- YOUR TASK: Update the listing below by replacing each "divided by a tab character" with "separated by a single tab" and leaving everything else unchanged.
★ ★ ★ ★
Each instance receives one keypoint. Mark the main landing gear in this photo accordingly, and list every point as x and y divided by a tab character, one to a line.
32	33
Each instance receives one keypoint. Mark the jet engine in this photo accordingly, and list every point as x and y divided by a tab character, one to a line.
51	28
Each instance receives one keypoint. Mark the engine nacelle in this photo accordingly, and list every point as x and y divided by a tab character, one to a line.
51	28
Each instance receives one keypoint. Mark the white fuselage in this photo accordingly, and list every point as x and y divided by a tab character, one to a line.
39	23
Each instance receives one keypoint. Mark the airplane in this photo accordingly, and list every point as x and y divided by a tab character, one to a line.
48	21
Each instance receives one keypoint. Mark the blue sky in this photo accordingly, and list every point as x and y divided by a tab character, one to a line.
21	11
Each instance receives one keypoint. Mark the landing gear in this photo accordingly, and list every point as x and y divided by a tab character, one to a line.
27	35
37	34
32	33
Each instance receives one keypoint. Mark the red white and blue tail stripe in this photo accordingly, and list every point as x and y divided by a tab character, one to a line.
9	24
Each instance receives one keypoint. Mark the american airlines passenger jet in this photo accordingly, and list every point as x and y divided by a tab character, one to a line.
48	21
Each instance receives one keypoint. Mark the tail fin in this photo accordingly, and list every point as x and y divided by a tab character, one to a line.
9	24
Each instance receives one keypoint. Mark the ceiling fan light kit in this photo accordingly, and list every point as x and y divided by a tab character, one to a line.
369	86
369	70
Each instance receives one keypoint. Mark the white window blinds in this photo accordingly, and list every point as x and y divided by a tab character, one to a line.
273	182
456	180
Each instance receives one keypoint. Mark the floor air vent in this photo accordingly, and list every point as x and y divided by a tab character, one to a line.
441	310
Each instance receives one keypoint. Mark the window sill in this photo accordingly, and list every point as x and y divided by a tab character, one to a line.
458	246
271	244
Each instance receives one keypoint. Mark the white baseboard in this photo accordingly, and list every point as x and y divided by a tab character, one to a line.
★ ★ ★ ★
- WORKED ANSWER:
Each instance receives one keypoint. Mark the main landing gear in this photo accordingly, and list every point as x and y separated by a single tab, one to a line.
32	33
Each instance receives one keypoint. Mark the jet engine in this photo accordingly, and list every point as x and y separated by a single tab, one to a line.
51	28
Each instance receives one keypoint. Mark the engine nacelle in this photo accordingly, and list every point as x and y separated by a single tab, one to a line.
51	28
Each instance receives one keypoint. Mark the white fuselage in this photo accordingly, and list every point as x and y separated by a single tab, one to a line.
39	23
Each instance receives one keypoint. Mark the airplane in this photo accordingly, and list every point as x and y separated by a single tab, one to a line.
48	21
Each instance receives one keypoint. Mark the blue sky in this photo accordingly, and list every point as x and y separated by a single tab, one to a line.
21	11
Each instance receives one keypoint. Mark the landing gear in this photo accordingly, and list every point as x and y separated by a single tab, one to a line.
27	35
37	34
32	33
Each instance receives one keypoint. Mark the red white and blue tail stripe in this photo accordingly, and list every point as x and y separated by a single tab, one to a line.
9	24
Each instance receives one keypoint. Mark the american airlines passenger jet in this photo accordingly, and list every point as x and y separated by a single tab, one to a line.
48	21
Each instance receives one keypoint. Mark the tail fin in this photo accordingly, and list every point as x and y separated by a single tab, one to a line.
9	24
Each instance receives one keypoint. Mark the ceiling fan light kit in this photo accordingly, and list every point as x and y separated by a single tab, one to a line.
369	86
369	70
Each instance receives one keypoint. Mark the white window blinds in this photo accordingly, and list every point as x and y separated by a single tab, one to a line.
273	182
456	180
Each instance receives one keypoint. Mark the floor air vent in this photo accordingly, and list every point as x and y separated by a single tab, one to a line.
441	310
Each instance receives one keypoint. Mark the window sill in this photo accordingly, and list every point as x and y separated by a single tab, one to a line.
458	246
271	244
Each instance receives one keypoint. Mark the white baseboard in this photo accordingly, and list every point as x and y separated by a single tab, one to a line.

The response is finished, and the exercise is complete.